Text passage START
Office in the Syriac Orthodox Church

The Catholicos of India, also referred to as the Catholicos of the East or the Maphrian of the East is the head of the Malankara Syriac Orthodox Church. He is ordained by the Syriac Orthodox patriarch of Antioch and functions within the Syriac Orthodox Church at an ecclesiastical-rank second to him. He presides over the holy synod of the Jacobite Syrian Orthodox Church in India. The current Catholicos of India is Baselios Joseph, who was elevated on March 25, 2025.

The catholicate is considered the continuation of the historical Maphrianate of the East which was established in the 7th century, to oversee the affairs of the Syriac Orthodox Church in Persia under the jurisdiction of the Patriarchate of Antioch. It was abolished in 1860 by the holy synod of the Syriac Orthodox Church, and reestablished in Kerala in 1964 with the title "Catholicos" with jurisdiction over India. The Indian catholicos is seated at Mar Athanasius Cathedral, Puthencruz, Kerala.

== Catholicos/Maphrian ==
The word is a transliteration of the Greek καθολικός (pl. καθολικοί), meaning “concerning the whole, universal or general”, a title that existed in the Roman Empire when the government representative in-charge of a large area was called 'Catholicos'. The churches later started to use this term for their chief bishops.
Text passage END
Data listing START
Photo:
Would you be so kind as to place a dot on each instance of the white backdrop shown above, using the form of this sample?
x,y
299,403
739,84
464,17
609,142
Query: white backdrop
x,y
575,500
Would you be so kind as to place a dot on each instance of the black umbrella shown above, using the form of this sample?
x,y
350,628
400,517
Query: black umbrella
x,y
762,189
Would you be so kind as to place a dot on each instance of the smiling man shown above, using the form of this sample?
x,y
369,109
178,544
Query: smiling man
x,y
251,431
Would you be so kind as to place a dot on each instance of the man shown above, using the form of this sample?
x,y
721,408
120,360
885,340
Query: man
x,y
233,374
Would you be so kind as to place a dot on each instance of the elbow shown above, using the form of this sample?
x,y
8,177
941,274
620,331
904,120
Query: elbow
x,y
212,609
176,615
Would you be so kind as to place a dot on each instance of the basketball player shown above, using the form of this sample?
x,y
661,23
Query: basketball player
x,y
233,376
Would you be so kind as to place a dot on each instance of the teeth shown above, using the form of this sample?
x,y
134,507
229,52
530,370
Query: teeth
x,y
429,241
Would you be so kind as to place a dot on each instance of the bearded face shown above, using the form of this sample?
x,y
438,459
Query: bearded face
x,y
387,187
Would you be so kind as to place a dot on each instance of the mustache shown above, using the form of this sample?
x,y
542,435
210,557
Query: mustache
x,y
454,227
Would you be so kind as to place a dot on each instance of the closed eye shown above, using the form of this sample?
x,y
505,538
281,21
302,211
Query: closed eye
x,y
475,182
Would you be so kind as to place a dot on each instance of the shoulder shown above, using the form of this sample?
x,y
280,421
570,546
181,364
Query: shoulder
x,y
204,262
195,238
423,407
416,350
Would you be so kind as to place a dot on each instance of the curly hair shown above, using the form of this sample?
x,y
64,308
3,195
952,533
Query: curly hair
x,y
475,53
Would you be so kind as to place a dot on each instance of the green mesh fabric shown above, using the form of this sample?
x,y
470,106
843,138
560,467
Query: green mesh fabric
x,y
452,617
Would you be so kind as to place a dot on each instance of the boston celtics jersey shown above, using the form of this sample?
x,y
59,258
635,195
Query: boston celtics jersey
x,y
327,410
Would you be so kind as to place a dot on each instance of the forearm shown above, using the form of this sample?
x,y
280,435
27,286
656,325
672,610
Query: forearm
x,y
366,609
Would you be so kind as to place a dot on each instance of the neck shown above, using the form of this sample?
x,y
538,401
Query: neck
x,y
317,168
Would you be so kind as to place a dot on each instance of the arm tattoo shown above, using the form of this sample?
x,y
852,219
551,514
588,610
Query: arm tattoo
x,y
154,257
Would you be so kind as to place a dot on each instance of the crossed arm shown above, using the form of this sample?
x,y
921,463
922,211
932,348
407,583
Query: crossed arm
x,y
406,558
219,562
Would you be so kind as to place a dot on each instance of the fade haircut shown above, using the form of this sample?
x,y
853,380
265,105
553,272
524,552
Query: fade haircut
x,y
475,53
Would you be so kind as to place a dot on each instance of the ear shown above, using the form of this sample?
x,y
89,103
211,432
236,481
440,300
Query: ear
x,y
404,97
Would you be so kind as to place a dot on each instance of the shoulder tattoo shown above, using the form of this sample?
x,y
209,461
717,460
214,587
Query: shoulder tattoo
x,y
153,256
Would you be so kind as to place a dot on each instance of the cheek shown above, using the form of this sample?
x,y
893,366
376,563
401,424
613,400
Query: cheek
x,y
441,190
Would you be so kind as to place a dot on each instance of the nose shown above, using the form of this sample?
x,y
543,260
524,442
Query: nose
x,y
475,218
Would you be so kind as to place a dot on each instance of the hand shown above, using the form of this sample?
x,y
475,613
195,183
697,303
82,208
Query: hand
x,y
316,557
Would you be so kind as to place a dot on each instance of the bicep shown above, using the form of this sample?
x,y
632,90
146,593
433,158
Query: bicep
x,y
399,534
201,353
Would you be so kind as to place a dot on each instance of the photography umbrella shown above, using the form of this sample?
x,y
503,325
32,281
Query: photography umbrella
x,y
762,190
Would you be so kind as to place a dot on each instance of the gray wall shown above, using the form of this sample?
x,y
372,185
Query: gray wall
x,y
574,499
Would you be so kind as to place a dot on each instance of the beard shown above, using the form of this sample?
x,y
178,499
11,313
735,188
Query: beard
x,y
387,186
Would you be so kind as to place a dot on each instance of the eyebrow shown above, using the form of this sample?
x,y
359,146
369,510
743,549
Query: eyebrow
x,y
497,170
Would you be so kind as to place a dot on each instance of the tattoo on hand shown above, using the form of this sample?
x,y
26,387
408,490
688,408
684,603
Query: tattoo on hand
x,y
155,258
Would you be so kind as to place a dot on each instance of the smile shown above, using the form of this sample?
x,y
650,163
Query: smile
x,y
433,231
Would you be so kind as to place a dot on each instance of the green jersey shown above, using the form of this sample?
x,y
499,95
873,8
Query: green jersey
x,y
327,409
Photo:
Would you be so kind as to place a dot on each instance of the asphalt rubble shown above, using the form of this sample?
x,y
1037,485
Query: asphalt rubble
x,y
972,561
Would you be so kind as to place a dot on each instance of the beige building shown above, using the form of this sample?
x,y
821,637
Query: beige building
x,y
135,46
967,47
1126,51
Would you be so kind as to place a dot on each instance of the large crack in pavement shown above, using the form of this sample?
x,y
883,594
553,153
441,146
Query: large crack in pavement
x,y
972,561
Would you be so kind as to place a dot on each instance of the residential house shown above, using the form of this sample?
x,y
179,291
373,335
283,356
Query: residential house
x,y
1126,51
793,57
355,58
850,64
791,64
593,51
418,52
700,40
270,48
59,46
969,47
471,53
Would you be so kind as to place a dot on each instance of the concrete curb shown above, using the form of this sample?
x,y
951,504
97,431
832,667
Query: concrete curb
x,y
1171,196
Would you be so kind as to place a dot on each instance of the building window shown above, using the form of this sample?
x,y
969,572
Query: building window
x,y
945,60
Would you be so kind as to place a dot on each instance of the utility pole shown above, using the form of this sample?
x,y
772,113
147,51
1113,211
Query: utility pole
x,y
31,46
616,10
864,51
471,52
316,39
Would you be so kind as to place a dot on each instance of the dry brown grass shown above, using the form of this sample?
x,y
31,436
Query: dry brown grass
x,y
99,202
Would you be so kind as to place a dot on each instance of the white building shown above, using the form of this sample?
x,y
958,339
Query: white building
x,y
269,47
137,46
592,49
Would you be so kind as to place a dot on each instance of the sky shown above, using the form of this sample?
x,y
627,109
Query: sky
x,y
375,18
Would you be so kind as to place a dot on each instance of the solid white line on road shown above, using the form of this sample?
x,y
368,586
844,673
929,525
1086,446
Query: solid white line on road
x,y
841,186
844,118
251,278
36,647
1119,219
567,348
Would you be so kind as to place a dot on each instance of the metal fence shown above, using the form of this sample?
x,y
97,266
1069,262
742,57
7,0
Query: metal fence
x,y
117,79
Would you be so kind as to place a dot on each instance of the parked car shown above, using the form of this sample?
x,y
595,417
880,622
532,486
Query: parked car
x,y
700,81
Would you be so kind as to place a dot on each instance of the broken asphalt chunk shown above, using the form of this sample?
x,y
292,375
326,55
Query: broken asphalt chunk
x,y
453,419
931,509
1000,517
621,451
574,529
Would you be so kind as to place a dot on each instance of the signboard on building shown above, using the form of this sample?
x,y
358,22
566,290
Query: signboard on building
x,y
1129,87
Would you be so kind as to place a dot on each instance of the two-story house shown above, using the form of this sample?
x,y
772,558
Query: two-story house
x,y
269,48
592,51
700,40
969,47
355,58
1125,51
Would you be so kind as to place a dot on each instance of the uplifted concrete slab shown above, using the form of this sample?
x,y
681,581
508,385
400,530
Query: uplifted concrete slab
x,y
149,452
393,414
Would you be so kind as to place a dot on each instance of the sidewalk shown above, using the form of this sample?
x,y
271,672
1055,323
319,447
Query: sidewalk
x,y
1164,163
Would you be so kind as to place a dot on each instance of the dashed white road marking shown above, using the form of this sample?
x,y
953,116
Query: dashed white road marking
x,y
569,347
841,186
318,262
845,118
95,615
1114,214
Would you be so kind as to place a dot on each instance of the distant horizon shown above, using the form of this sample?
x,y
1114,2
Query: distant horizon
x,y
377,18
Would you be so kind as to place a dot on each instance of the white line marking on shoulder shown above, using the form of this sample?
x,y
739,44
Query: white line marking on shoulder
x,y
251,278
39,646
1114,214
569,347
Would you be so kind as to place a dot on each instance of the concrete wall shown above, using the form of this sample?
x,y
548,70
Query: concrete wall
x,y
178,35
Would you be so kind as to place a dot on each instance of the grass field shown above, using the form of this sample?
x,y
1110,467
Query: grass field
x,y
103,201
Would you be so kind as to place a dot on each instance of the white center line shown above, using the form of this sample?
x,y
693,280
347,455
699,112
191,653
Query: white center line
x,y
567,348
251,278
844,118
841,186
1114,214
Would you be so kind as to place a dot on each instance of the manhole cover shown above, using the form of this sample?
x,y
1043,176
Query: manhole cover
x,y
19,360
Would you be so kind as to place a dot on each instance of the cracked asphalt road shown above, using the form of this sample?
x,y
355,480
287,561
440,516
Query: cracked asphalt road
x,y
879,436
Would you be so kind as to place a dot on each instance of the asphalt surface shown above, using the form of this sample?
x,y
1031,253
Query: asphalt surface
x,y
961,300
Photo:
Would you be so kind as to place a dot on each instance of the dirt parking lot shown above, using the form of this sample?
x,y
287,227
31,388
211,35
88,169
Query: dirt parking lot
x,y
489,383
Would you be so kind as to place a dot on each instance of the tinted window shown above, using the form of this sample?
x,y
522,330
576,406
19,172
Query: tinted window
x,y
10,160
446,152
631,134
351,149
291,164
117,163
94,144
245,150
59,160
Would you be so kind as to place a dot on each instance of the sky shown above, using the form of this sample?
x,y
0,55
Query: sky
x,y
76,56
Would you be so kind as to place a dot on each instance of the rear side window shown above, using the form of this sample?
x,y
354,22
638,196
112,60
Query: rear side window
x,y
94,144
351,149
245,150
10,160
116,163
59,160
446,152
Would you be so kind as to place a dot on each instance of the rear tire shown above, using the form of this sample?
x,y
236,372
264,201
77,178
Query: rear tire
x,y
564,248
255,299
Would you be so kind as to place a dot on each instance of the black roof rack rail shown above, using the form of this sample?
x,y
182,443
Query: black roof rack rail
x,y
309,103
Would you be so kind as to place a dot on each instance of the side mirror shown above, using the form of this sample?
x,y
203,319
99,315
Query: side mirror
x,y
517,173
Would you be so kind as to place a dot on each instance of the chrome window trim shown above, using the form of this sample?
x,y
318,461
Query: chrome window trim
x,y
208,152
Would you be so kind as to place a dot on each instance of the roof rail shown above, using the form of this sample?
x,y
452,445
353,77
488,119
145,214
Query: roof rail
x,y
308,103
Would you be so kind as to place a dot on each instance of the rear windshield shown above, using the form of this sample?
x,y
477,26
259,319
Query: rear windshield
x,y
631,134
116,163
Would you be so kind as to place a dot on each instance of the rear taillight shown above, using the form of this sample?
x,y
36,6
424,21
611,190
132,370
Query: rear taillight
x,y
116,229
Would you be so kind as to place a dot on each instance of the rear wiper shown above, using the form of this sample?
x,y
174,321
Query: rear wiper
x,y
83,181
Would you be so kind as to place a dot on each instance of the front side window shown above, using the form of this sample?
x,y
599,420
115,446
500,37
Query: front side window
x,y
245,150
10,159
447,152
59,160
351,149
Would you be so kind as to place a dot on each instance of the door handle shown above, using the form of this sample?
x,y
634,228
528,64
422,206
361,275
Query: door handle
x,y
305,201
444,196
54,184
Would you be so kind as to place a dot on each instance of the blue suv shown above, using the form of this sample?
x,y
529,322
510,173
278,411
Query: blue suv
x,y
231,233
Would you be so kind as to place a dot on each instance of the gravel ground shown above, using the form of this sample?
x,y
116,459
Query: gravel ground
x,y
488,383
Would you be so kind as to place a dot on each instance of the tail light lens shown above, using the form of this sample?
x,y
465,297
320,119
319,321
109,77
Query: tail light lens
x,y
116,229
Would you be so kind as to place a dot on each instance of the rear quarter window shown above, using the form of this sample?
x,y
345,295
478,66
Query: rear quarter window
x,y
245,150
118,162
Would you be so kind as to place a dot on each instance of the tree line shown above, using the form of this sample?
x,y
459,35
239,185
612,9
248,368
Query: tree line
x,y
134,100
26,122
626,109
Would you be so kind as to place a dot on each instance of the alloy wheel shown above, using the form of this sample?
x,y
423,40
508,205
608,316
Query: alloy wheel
Data listing END
Prompt
Pick up the passage on the Catholicos of India after its last sentence and continue it.

Task answer
'Maphriyono' (Maphrian) is derived from the Syriac word 'afri', meaning "to make fruitful", or "one who gives fecundity". This title may be used exclusively for the head of the Syriac Orthodox Church in the East. From the mid-13th century and onwards, a few occupants of the Maphrianate were referred-to also as 'Catholicos', but the title never came into extensive usage.

In the 20th century, when the office of the catholicate (maphrianate) under the Syriac Antiochian Church was re-established in India, the chief of the local church assumed the title 'Catholicos of the East', but his jurisdiction was restricted to India in the East. Later, in the 21st century (2002), the catholicate was renamed to Catholicate of India, and the catholicos assumed the title 'Catholicos of India' as per the constitution of the church in India, officially known as "Catholicos of the East" or "Maphrian of the East" in the Syriac Orthodox Constitution.

In the Syriac Orthodox context, both catholicos and maphrian have the same meaning, and refer to the same office. "Catholicos" is commonly used to refer to the office in Malayalam and English, while "Maphrian" is used to refer to the office in Syriac and other semitic languages.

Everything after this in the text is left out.